+++ Data section +++

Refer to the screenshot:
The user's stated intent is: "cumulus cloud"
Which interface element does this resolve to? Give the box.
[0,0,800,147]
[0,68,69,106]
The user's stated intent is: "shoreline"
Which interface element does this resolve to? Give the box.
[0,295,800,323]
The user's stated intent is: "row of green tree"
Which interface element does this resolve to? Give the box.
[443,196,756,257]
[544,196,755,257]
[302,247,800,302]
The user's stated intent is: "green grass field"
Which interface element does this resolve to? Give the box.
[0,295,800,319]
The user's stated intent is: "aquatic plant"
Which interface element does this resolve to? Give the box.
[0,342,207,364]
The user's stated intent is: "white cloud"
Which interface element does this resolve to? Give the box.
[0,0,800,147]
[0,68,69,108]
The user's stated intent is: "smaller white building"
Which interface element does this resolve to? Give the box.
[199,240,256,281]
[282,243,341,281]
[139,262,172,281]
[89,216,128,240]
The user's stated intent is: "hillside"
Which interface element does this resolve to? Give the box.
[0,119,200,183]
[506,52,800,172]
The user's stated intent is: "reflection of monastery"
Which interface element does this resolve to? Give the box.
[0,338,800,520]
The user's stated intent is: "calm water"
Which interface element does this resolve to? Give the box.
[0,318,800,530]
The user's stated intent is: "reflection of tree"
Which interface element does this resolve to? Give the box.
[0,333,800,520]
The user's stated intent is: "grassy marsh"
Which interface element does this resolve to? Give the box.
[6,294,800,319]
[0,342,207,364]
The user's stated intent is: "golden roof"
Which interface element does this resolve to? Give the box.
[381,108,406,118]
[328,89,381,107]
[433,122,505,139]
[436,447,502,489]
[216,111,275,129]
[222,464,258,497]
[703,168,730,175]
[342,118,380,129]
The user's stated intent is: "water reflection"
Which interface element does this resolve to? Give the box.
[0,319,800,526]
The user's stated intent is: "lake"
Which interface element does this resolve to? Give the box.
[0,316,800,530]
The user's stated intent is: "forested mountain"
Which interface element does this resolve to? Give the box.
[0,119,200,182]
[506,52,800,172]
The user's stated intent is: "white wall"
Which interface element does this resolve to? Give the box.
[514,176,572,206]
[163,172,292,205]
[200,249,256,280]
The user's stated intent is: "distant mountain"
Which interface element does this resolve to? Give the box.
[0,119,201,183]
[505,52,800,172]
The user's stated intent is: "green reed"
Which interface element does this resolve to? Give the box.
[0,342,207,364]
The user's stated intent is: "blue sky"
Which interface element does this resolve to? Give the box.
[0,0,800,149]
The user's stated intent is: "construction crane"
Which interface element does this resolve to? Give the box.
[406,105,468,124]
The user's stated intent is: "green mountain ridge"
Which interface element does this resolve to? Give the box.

+++

• **Direction**:
Identify each line in the rows above that contains the word "water" and copy every such line.

• **Completed exercise**:
The user's stated intent is: "calm water"
The user's stated intent is: "water reflection"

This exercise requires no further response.